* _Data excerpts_
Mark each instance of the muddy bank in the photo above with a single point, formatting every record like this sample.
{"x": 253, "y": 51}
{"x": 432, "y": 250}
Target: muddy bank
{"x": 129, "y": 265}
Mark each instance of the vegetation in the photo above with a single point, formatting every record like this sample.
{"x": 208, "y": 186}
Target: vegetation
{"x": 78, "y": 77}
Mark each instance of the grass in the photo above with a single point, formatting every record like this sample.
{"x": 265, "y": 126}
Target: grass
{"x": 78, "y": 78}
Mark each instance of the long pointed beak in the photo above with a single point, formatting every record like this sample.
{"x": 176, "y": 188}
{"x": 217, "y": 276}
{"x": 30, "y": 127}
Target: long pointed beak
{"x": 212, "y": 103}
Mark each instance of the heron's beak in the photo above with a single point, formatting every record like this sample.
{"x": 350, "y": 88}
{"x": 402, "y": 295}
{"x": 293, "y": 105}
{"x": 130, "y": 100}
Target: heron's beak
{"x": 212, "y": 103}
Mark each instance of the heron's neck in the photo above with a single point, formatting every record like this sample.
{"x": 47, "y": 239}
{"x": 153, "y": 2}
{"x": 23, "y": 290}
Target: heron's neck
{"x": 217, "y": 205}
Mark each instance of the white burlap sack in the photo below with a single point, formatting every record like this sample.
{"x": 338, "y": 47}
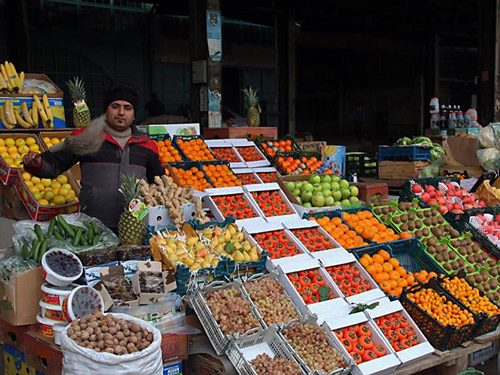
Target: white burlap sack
{"x": 79, "y": 360}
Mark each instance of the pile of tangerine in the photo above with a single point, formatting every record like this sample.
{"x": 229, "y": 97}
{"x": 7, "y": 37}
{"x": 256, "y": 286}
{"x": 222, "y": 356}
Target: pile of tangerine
{"x": 191, "y": 177}
{"x": 221, "y": 175}
{"x": 195, "y": 149}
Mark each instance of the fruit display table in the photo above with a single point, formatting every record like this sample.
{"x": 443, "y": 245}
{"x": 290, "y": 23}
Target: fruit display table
{"x": 241, "y": 132}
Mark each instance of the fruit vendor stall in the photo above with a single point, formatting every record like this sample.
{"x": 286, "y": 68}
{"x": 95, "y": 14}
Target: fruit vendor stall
{"x": 265, "y": 253}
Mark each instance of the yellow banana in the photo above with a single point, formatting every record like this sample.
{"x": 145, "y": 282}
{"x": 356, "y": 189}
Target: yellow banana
{"x": 3, "y": 84}
{"x": 4, "y": 120}
{"x": 21, "y": 121}
{"x": 34, "y": 114}
{"x": 41, "y": 112}
{"x": 8, "y": 110}
{"x": 11, "y": 75}
{"x": 21, "y": 81}
{"x": 26, "y": 113}
{"x": 5, "y": 75}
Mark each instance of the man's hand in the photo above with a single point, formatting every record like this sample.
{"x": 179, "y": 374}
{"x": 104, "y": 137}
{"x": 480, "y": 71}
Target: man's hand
{"x": 32, "y": 160}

* _TASK GOAL_
Print every entry exactly as written, without the pictures.

* _EXERCISE RESPONSE_
Mark each instance of the muddy bank in the photo above with a single point, formatting every record like this sample.
{"x": 253, "y": 51}
{"x": 432, "y": 250}
Target: muddy bank
{"x": 129, "y": 265}
Mark each instance of the vegetation in the photo above with a single point, formatting every record like this sample.
{"x": 208, "y": 186}
Target: vegetation
{"x": 78, "y": 77}
Mark each instance of the grass in the photo above with a single point, formatting every record like this sample.
{"x": 265, "y": 126}
Target: grass
{"x": 78, "y": 78}
Mark each instance of the long pointed beak in the photo above with a single point, formatting every record like this sample.
{"x": 176, "y": 188}
{"x": 217, "y": 276}
{"x": 30, "y": 127}
Target: long pointed beak
{"x": 212, "y": 103}
Mark each instance of the heron's beak in the photo above with a single point, formatting every record like this sample.
{"x": 350, "y": 88}
{"x": 402, "y": 295}
{"x": 293, "y": 105}
{"x": 130, "y": 100}
Target: heron's beak
{"x": 212, "y": 103}
Mark each instance of the heron's neck in the photo above with a single point, formatting every record like this sample.
{"x": 47, "y": 239}
{"x": 153, "y": 2}
{"x": 23, "y": 290}
Target: heron's neck
{"x": 217, "y": 205}
Mark each instance of the white burlap sack in the photo below with a single point, formatting every record like this sample.
{"x": 338, "y": 47}
Target: white burlap sack
{"x": 79, "y": 360}
Mark each instance of the pile of tangerine in the photo above with a single point, formatting every record like this sample.
{"x": 229, "y": 97}
{"x": 7, "y": 37}
{"x": 256, "y": 286}
{"x": 222, "y": 356}
Target: pile of tangerine
{"x": 191, "y": 177}
{"x": 221, "y": 175}
{"x": 195, "y": 149}
Mark each instance of the fruit display table in the photo above with a single point, formatting every record like this sample.
{"x": 443, "y": 245}
{"x": 290, "y": 23}
Target: fruit display table
{"x": 241, "y": 132}
Mark each instance of the fruit vendor stall in the photo above with a single point, formatting every record like this sample.
{"x": 286, "y": 68}
{"x": 95, "y": 14}
Target: fruit vendor stall
{"x": 265, "y": 253}
Mark each instance of the yellow banana in the photo above with a single point, formatting every record like this sample.
{"x": 145, "y": 282}
{"x": 356, "y": 189}
Target: yellow banana
{"x": 3, "y": 84}
{"x": 4, "y": 120}
{"x": 21, "y": 121}
{"x": 34, "y": 114}
{"x": 41, "y": 112}
{"x": 8, "y": 110}
{"x": 11, "y": 75}
{"x": 21, "y": 81}
{"x": 26, "y": 113}
{"x": 5, "y": 75}
Mark each instance of the man's hand in the photo above with a single point, formatting every record like this sample.
{"x": 179, "y": 374}
{"x": 104, "y": 137}
{"x": 480, "y": 71}
Target: man's hand
{"x": 32, "y": 160}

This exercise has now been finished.